# START OF Input data

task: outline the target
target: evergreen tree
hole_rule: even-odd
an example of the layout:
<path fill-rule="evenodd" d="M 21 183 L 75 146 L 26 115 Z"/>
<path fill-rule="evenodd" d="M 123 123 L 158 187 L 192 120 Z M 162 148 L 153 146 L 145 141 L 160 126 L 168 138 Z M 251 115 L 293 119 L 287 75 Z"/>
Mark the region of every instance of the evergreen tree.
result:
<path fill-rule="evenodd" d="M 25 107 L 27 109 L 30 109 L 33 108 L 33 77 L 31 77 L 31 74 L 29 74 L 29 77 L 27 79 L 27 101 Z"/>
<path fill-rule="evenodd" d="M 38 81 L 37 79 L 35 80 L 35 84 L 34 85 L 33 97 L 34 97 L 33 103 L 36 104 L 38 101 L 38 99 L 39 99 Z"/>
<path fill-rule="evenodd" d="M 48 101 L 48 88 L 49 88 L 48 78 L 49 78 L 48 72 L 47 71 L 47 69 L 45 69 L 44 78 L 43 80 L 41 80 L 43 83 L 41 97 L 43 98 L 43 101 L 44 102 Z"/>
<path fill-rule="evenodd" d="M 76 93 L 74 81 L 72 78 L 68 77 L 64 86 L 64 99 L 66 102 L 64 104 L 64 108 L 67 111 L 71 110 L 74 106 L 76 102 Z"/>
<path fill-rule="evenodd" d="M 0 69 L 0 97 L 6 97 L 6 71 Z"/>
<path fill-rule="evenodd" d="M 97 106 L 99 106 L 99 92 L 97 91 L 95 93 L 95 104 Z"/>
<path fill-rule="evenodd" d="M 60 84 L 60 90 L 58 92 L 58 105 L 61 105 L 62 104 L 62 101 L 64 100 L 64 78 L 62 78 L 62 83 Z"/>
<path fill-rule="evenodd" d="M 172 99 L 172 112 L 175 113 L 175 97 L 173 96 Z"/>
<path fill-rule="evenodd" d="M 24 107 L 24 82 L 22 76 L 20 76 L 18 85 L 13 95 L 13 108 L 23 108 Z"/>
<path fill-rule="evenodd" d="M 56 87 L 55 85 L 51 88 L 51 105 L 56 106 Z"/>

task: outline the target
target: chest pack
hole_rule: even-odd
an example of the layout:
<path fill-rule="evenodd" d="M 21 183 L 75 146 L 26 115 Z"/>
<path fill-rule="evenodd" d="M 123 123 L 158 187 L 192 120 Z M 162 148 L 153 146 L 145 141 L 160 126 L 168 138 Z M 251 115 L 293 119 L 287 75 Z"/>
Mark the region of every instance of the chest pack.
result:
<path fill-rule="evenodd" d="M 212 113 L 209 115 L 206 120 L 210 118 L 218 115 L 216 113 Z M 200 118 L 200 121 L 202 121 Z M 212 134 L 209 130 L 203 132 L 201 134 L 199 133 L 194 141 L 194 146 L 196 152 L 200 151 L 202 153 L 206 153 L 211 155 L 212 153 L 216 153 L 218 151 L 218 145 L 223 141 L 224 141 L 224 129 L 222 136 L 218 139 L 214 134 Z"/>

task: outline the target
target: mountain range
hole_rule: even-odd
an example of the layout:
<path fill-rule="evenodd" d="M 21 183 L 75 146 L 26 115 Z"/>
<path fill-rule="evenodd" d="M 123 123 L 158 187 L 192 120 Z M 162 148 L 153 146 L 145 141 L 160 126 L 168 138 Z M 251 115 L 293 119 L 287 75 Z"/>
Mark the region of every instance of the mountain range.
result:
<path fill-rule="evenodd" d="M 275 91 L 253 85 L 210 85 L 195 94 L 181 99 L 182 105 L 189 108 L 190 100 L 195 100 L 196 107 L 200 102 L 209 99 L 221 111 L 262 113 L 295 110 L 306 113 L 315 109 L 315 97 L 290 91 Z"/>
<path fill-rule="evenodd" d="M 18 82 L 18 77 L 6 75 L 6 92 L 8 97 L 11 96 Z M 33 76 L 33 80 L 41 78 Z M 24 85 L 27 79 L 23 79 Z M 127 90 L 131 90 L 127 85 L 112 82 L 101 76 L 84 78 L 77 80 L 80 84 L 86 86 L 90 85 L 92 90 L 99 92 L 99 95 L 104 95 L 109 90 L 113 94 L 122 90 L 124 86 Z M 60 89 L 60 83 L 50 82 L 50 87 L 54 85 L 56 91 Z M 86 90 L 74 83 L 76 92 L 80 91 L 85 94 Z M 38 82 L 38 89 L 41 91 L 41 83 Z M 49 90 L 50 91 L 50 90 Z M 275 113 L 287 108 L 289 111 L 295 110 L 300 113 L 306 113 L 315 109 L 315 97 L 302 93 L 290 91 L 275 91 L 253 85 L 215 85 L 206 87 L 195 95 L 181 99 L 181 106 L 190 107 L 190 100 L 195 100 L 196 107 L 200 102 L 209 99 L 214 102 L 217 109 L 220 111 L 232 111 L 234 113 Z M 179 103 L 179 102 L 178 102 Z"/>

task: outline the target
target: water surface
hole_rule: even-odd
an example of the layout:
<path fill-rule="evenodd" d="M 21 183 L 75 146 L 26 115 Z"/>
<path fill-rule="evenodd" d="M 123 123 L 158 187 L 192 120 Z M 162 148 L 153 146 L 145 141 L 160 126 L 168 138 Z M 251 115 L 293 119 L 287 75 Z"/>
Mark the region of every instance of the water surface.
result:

# END OF Input data

Given task
List each line of the data that contains the word "evergreen". Case counts.

Written response
target: evergreen tree
Mark the region of every instance of the evergreen tree.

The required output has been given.